Stated task 1
Using the timeline of Clermont-Ferrand, explain in one to three sentences what happened to the city in the 3rd century CE and what remained of it.
Stated task 2
Carry on the timeline of Clermont-Ferrand from the entry on the Abbey of Saint Allyre, adding the next entries.

= Timeline of Clermont-Ferrand =

The following is a timeline of the history of the city of Clermont-Ferrand, France.

==Early history==

- 1st C. BCE – Augustonemetum founded at near Nemossos, the ancient capital of the Arverni
- 2nd C. CE – Augustonemetum has grown into a city, with a population estimated at between 15,000 and 30,000
- 3rd C. CE
  - the city is depopulated, and survives only as a fort at the site of the forum.
  - St Austremonius, the apostle of Auvergne and first bishop of Clermont.
- 4th C. CE – the settlement is now known as Arvernis, with a population estimated at 700 people; the Roman Catholic diocese of Clermont is established. Five gates are built into the fortifications, while the rest of the Roman city lies in ruins.
- 5th C. – Abbey of Saint Allyre construction begins.

Image location labeling data:
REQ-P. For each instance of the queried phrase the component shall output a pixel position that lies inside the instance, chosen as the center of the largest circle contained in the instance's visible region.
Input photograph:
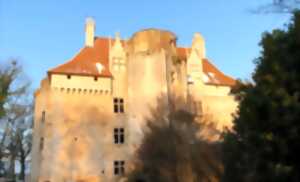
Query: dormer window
(190, 80)
(118, 105)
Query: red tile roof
(84, 63)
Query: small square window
(118, 105)
(119, 136)
(119, 167)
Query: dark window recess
(42, 143)
(119, 135)
(119, 105)
(43, 116)
(119, 167)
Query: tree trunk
(23, 164)
(11, 170)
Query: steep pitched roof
(94, 61)
(90, 61)
(212, 74)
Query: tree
(263, 144)
(279, 6)
(172, 151)
(15, 118)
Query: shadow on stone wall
(173, 148)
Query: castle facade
(91, 110)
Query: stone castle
(91, 110)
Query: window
(43, 116)
(119, 168)
(119, 135)
(118, 105)
(41, 143)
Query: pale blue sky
(45, 33)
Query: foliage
(16, 119)
(264, 142)
(172, 151)
(279, 6)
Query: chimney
(199, 45)
(89, 32)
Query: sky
(42, 34)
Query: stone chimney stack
(89, 32)
(199, 45)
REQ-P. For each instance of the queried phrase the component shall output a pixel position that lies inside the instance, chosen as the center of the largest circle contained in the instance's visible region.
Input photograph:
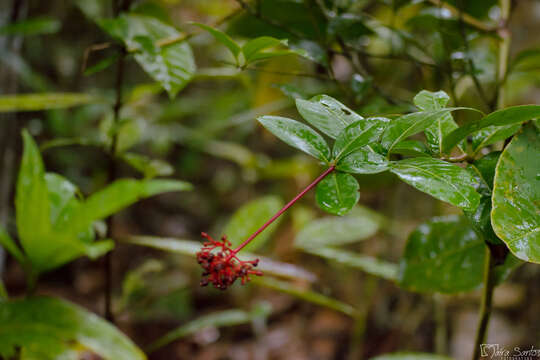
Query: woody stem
(283, 209)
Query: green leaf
(32, 201)
(491, 135)
(250, 217)
(367, 264)
(516, 196)
(9, 244)
(508, 116)
(411, 148)
(172, 66)
(148, 167)
(34, 26)
(444, 125)
(213, 320)
(190, 248)
(45, 101)
(442, 180)
(359, 224)
(47, 328)
(364, 161)
(297, 135)
(357, 135)
(327, 114)
(443, 255)
(305, 294)
(254, 46)
(115, 197)
(484, 171)
(223, 38)
(410, 356)
(410, 124)
(337, 193)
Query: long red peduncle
(285, 208)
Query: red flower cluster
(222, 268)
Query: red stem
(285, 208)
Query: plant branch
(486, 303)
(283, 209)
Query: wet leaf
(442, 180)
(297, 135)
(444, 125)
(359, 224)
(357, 135)
(44, 101)
(223, 38)
(516, 196)
(337, 193)
(250, 217)
(364, 161)
(508, 116)
(49, 328)
(172, 66)
(327, 114)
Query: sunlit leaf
(327, 114)
(251, 216)
(297, 135)
(508, 116)
(44, 101)
(337, 193)
(444, 181)
(516, 196)
(48, 328)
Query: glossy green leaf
(50, 328)
(359, 224)
(410, 356)
(33, 26)
(32, 201)
(190, 248)
(364, 161)
(429, 101)
(223, 38)
(250, 217)
(148, 167)
(491, 135)
(365, 263)
(357, 135)
(172, 66)
(443, 255)
(411, 148)
(508, 116)
(213, 320)
(327, 114)
(442, 180)
(516, 196)
(254, 46)
(410, 124)
(337, 193)
(305, 294)
(45, 101)
(483, 170)
(297, 135)
(9, 244)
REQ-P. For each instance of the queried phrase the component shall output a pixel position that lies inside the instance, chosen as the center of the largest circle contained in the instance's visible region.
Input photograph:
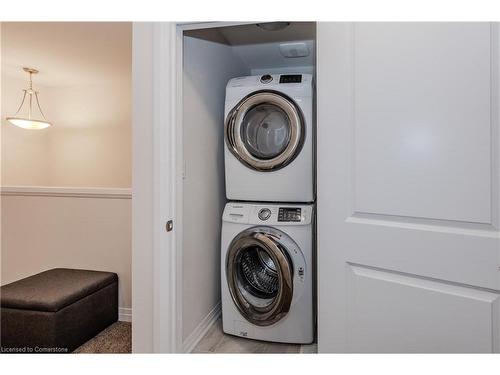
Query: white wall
(207, 68)
(142, 204)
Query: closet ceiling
(260, 49)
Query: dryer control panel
(268, 214)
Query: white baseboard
(125, 314)
(208, 321)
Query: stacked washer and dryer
(267, 271)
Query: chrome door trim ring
(297, 130)
(281, 305)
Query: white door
(408, 187)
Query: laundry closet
(211, 57)
(407, 178)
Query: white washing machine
(267, 272)
(269, 138)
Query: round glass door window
(257, 277)
(265, 131)
(260, 277)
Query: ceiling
(67, 53)
(252, 34)
(260, 49)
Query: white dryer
(267, 272)
(269, 138)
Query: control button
(264, 214)
(266, 78)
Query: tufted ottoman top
(54, 289)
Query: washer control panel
(290, 214)
(264, 214)
(270, 214)
(266, 78)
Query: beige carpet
(117, 338)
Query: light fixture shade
(28, 124)
(30, 96)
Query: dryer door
(260, 276)
(265, 131)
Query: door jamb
(168, 176)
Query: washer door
(265, 131)
(260, 276)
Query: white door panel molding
(408, 187)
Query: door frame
(166, 42)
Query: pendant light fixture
(30, 122)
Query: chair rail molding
(68, 192)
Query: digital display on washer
(289, 214)
(291, 78)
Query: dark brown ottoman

Expected output 1
In the 3rd century CE, the city that had grown from Augustonemetum became depopulated. It survived only as a fort located at the site of the forum.

Expected output 2
- 471/475 – Arvernis besieged by the Visigoths; part of the Visigothic kingdom until the Frankish conquest in 507.
- 535 – Council of Clermont (535).
- 549 – Second council of Clermont.
- 587 – Third council of Clermont.

==Medieval to early modern==
- 761 – Pepin the Short pillages urbs Arverna and takes its fort, Claremontem Castrum in the Siege of Clermont (761).
- 848 – first mention of the name Clermont (Clarus Mons) as the name of the city; Arvernis remains in use as alongside Clermont at least until the end of the 9th century.
- 862 – city destroyed by Vikings and rebuilt under bishop Sigon
- 898/910 – city again pillaged by Vikings
- 946 – traditional date for the consecration of the Romanesque cathedral built under bishop Stephen II.
- 1095 – Council of Clermont: pope gives speech that starts the First Crusade.
- 12th C. – Basilica of Notre-Dame du Port rebuilt (approximate date).
- 1130 – Religious council held in Clermont.
- 13th C. – Construction of gothic-style Clermont Cathedral begins.
- 1273 – Chapelle des Cordeliers (Clermont-Ferrand) construction begins.
- 15th C. – Château de Rabanesse construction begins.
- 1515 – Fontaine d'Amboise (fountain) erected by Jacques d'Amboise.
- 1623 – 19 June: Birth of Blaise Pascal.
- 1665 – Grands jours d'Auvergne begin.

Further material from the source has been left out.